■ **AUFGABEN**
a. Gib aus dem Text zum neuen Wahlgesetz die Passage von „Denn bei den“ bis „Federn lassen müssen.“ unverändert aus.
b. Welche SVP-Vertreter zogen laut dem Text zum neuen Wahlgesetz bei den Parlamentswahlen 2018 in den Senat ein?

■ **AUSGANGSTEXT**
########

Am 25. September wird zum ersten Mal das neue Wahlgesetz zur Anwendung kommen. Was sich für Südtirol ändert und wer innerhalb der SVP um seinen Sitz bangen muss.
Parlamento
Foto: upi
Für einen Teil der Südtiroler Parlamentarier werden es die letzten heißen Tage in Rom werden.
Denn bei den anstehenden Neuwahlen am 25. September kommt zum ersten Mal das neue italienische Wahlgesetz zu Anwendung. Der Sinn des Gesetzes war die Verkleinerung des Parlaments. Damit wird auch Südtirol bzw. die Südtiroler Volkspartei Federn lassen müssen.
Bei den Parlamentswahlen 2018 hat die SVP den historischen Höchststand ihrer Mandatare in Rom erreicht. Mit Julia Unterberger, Meinhard Durnwalder und Dieter Steger zogen drei SVP-Vertreter in den Senat ein. Dazu kommt der PD-Senator Gianclaudio Bressa, der in einer Listenverbindung mit der SVP im Wahlkreis „Bozen-Leifers“ gewählt wurde.

########

■ **DATEN**
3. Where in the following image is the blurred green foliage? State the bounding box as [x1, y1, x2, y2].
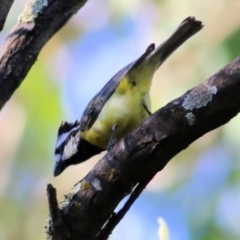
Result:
[0, 0, 240, 240]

########

■ **LÖSUNGEN**
a.
Denn bei den anstehenden Neuwahlen am 25. September kommt zum ersten Mal das neue italienische Wahlgesetz zu Anwendung. Der Sinn des Gesetzes war die Verkleinerung des Parlaments. Damit wird auch Südtirol bzw. die Südtiroler Volkspartei Federn lassen müssen.

b. Julia Unterberger, Meinhard Durnwalder und Dieter Steger.